* BEGIN Reading passage *

Rachel Berger, Concordia University

Fake Foods, Real Struggles: Culinary Nationalism in Interwar India

This paper explores genealogies of food, taste, nutrition and questions of governance in India through attempts to regulate the production and sale of ghee (clarified butter and its mimetic others) in interwar India. It takes as a starting point the ‘ghee wars’ of 1927-9, when Punjab Province pushed to regulate the production of ghee alternatives so as to ensure the quality of the products on offer and regulate the trade in mass-produced food commodities. The idea of food regulation was itself a very new, introduced with the various health acts ratified by the provinces of India in the 1910s and 1920s, but never implemented. As such, the possibility of a reflexive regulatory system brought to the fore a series of questions about the role of the Raj and the power of provincial governance as interwar structures of governance in India took hold: what was the responsibility of the provincial government vis the private lives of the citizen – and especially regarding their embodiment? Was it possible for provincial governments to even attempt to account for – much less regulate – the vast expanse of food production? How could taste and desire be gauged in rational terms, and how could authenticity and fraudulence be measured? What measures of surveillance and discipline could be effectively applied? Finally, and most importunately: could food be governed? This paper uses these questions to examine the unusual debates about clarified butter, its forgeries, and the context of interwar citizenship.

Michelle E. Bloom, University of California, Riverside

Eating to Live: Nourishing the Body and Feeding the Spirit in the Films of Tsai Ming-liang

Malaysian born Taiwanese auteur Tsai Ming-liang focuses on bodily functions in his films, be it urination, sex or eating. In Tsai’s diegetic worlds, humans rarely engage in dialogue and shots minimize spectacle and aesthetic beauty, instead focusing on the everyday. His films also diminish national specificity, and especially that of urban spaces. In such a context, cuisine not surprisingly cedes to food. Indeed, in Stray Dogs (Jiao you, 2013), homeless characters eat whatever is available to them for nourishment, to feed their bodies, for survival. In What Time is it There? (Ni neibian jidian, 2001), food is served not only to the living, but also to the dead. In the context of Buddhism, it is offered and displayed, but not eaten. In both films, Tsai avoids the representation of ingredients and preparation that characterize “food films” and their portrayal of food as a source of pleasure. Instead, he emphasizes food as sustenance in the later film and the spiritual dimensions of food presentation in the earlier one. Like Tsai’s cinematic oeuvre, his conception of food is inflected with the techniques and styles of his adoptive country as it resonates with other Asian culinary traditions, clashes with European and specifically French foodways, and yet defies national (or other) specificity.

* END Reading passage *
* BEGIN Supplied data *

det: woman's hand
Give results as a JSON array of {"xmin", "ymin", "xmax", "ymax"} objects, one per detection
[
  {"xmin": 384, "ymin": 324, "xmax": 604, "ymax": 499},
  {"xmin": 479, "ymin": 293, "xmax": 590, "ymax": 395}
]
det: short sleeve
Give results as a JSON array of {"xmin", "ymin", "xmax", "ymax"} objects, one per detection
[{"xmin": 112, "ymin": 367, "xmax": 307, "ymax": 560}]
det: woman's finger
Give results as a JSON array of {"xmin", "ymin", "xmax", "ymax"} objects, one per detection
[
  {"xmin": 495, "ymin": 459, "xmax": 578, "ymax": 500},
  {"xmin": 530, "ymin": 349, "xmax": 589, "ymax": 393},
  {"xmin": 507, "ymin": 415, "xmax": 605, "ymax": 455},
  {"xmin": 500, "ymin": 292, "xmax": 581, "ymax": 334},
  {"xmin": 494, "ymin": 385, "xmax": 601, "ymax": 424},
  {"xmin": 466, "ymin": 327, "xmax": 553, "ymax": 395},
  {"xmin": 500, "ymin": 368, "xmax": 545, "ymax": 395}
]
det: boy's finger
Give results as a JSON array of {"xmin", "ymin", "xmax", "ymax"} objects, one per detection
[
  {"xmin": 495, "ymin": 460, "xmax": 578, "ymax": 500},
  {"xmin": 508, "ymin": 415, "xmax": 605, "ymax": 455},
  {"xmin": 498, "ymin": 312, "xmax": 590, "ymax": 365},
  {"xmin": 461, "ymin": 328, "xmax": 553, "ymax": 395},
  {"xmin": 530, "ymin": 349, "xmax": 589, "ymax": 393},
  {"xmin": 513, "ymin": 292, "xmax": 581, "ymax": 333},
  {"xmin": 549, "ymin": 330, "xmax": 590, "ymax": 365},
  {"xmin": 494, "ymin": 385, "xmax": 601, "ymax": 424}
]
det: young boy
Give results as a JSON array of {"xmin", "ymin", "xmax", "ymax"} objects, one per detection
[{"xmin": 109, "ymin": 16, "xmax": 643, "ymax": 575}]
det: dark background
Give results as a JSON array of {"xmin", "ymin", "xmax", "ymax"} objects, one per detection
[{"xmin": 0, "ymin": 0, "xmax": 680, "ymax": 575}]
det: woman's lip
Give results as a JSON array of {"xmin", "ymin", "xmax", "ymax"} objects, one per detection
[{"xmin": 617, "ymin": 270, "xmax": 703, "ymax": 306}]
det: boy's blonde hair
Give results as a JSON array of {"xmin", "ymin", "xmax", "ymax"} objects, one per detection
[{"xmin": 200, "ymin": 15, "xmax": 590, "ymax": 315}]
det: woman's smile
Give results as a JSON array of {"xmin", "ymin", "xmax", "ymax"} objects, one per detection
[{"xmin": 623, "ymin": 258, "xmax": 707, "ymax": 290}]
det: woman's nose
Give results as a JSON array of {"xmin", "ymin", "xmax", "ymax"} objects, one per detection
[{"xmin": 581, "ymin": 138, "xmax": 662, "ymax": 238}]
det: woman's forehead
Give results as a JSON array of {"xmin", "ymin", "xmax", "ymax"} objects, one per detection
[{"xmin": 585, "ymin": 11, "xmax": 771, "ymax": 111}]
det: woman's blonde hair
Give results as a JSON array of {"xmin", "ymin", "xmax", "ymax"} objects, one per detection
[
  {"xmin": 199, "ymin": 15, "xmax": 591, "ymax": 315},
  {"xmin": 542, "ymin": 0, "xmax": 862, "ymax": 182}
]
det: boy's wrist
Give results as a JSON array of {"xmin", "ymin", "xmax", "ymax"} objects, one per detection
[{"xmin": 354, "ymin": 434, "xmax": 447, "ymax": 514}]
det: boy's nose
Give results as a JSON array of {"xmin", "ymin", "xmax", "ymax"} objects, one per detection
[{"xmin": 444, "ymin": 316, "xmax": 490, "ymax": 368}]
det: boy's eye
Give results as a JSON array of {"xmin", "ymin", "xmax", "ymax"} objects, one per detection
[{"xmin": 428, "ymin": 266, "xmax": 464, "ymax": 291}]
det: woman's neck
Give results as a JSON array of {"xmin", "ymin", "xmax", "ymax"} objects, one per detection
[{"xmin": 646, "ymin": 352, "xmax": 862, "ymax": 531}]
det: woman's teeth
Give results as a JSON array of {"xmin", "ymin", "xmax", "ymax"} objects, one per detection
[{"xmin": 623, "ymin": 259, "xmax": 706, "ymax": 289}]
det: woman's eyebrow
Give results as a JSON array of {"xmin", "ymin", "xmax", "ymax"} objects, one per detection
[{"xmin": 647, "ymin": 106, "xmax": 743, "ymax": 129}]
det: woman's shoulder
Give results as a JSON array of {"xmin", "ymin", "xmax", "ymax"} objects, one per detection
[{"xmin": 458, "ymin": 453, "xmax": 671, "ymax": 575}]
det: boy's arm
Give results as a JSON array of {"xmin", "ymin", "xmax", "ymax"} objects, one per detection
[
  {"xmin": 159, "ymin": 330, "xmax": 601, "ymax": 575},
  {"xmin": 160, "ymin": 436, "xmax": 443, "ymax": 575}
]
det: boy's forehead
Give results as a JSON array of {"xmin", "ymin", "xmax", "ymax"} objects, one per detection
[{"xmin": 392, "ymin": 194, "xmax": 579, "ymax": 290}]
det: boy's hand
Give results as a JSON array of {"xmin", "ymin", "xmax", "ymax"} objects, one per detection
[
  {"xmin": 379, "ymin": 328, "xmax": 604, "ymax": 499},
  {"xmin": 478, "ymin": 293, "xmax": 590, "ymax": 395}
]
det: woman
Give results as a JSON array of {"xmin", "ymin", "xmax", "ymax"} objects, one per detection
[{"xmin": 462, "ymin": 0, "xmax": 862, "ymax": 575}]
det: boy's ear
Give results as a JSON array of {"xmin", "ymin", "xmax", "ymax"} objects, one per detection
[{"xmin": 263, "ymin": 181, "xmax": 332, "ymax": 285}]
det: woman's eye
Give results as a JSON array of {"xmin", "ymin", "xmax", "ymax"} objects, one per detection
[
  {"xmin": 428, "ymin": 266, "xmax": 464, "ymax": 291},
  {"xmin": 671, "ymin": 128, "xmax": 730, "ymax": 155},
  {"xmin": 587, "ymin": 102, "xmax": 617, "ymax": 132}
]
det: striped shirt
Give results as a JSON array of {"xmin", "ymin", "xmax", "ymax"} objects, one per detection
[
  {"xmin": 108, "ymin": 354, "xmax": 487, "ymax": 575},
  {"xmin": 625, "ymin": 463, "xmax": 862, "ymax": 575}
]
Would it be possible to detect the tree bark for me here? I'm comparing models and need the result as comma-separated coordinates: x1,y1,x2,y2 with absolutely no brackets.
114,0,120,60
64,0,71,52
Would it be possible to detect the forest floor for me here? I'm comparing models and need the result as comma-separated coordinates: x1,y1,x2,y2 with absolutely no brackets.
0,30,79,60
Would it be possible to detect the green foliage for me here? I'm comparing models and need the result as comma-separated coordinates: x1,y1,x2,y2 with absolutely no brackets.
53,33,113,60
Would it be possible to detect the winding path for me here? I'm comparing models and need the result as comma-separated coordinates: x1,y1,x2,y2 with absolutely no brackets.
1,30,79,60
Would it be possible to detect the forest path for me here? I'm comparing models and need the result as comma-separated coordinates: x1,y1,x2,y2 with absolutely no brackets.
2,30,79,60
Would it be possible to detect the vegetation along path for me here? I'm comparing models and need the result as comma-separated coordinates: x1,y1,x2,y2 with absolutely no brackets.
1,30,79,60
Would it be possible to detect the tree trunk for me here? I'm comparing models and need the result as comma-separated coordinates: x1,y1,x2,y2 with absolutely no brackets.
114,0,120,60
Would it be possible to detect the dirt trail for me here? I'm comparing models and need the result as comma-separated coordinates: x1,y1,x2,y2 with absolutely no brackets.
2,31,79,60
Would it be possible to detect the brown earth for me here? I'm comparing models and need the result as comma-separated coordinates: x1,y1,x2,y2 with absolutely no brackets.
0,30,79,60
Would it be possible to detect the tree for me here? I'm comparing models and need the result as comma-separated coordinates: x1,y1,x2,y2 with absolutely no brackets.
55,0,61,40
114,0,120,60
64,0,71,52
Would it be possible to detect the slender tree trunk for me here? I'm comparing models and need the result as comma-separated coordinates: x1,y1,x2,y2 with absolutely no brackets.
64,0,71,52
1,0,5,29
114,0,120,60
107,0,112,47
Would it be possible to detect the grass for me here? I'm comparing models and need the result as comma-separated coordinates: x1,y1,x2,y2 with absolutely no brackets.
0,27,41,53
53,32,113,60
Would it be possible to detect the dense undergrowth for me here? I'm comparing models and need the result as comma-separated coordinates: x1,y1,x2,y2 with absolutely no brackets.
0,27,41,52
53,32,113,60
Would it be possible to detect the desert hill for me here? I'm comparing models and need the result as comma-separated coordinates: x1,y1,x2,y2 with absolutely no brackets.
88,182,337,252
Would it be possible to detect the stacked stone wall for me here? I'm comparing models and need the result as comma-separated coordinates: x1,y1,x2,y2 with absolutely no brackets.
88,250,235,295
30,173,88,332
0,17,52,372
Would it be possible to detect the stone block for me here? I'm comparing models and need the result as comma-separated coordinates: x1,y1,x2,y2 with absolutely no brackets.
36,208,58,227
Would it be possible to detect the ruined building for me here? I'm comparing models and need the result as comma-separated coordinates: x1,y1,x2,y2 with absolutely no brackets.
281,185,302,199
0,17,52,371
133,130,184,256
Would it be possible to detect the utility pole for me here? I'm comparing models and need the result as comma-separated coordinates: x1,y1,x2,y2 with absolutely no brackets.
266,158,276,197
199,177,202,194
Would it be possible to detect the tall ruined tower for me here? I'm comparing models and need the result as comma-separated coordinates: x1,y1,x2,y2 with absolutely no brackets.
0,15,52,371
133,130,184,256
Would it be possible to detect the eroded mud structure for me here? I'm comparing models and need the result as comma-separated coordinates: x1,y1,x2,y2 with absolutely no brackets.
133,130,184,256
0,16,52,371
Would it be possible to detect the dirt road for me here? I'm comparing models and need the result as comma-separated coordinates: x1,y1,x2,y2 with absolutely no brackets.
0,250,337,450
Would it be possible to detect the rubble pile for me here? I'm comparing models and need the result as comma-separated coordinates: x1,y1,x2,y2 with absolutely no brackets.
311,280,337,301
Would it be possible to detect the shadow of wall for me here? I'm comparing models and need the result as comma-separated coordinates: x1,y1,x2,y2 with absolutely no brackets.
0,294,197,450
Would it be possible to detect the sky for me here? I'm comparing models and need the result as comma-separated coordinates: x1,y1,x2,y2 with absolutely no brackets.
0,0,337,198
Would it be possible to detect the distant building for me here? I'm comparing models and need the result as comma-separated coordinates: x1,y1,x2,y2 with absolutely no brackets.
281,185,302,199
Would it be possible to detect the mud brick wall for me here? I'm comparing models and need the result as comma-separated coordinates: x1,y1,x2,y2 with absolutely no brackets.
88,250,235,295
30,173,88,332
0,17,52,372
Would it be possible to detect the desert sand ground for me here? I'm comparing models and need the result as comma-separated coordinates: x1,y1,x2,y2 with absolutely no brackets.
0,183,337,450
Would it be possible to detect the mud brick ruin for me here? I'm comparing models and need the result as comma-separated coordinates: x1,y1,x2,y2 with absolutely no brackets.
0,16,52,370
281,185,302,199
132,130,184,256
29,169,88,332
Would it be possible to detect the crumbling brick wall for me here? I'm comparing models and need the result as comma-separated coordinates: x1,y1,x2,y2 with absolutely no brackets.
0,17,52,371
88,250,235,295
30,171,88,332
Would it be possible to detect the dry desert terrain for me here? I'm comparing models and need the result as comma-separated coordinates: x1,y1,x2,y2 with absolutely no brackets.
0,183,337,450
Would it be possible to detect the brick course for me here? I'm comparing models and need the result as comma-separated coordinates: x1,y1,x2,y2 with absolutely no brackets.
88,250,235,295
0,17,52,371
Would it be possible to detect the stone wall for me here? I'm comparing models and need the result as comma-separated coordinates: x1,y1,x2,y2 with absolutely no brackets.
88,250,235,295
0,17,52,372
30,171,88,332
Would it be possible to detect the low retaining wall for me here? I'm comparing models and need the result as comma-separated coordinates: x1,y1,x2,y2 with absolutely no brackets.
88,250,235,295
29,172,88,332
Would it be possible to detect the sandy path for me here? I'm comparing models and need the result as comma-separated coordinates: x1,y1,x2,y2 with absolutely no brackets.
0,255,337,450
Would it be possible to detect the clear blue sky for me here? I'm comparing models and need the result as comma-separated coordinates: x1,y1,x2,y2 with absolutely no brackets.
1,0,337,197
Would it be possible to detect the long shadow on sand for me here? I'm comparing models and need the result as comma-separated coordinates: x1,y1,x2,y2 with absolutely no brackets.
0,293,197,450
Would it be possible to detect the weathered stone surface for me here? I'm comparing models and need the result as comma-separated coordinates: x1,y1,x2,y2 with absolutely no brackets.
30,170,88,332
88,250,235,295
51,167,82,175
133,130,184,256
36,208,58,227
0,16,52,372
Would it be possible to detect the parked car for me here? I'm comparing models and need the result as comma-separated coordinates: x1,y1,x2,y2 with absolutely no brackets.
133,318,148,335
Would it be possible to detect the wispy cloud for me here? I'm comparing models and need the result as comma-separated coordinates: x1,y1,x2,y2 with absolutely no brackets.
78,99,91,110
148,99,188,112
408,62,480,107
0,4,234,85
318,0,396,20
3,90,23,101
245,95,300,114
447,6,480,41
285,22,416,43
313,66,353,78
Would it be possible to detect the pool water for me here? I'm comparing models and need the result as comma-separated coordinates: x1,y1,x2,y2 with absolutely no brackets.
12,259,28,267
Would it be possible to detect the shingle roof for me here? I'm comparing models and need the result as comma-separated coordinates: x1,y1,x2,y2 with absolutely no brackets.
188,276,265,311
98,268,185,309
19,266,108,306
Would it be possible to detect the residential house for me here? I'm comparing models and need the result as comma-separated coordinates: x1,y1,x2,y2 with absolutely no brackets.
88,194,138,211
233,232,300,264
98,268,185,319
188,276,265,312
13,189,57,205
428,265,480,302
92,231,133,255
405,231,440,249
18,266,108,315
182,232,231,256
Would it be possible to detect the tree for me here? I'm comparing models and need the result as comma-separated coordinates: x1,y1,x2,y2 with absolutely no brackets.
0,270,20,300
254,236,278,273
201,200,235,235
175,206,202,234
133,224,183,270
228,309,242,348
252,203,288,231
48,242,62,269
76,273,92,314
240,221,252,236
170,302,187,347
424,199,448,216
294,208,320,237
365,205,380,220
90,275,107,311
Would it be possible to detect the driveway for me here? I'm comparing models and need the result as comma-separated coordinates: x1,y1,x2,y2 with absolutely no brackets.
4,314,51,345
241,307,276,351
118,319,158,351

* END Supplied data *

Extend the food-studies abstracts above, picking up right after the final sentence on Tsai Ming-liang's films.

Yu-jen Chen, National Taiwan Normal University

Co-Author: Pin-tsang Tseng, Institute of Taiwan History, Academia Sinica

The Formation of “National Cuisine”: The Grand Hotel and State Banquets during the Post-War Taiwan

The Grand Hotel (Yuanshan Dafandian) built in 1952 had been a landmark of the Republic of China (ROC). Although belonging to a non-profit foundation, the establishment of the Grand Hotel enjoyed strong support of the government under the eye of Madam Chiang Kai-shek. As its main task was to host state banquets and to accommodate foreign dignitaries during their stays in Taiwan, it was controlled by the Nationalist government, particularly by the Chiang family. In this context, the “Chinese-ness” of the Grand Hotel is remarkable.

This paper analyzes how the “Chinese-ness” was embodied in the building and representation of the Grand Hotel during the post-war period under the authoritarian regime, mainly during the 1950s and 1960s. By examining the architectural design, specific cuisines served in state banquets, and its image presented in native and international media, this paper argues that the Grand Hotel was deferred to consolidate the characteristics of Chinese-ness emphasized by the Nationalist government against the People’s Republic of China (PRC) on the Mainland. In addition, as the site of the Grand Hotel was originally where the highest ranking Japanese Shinto shrine “Taiwan Grand Shrine” built during the Japanese colonial period, the building of Grand Hotel manifested its symbolic significance in the political transformation. By analyzing the shift in both material and symbolic levels, it demonstrates how nationhood could be embodied and maintained in banquets and gastrodiplomatic activities.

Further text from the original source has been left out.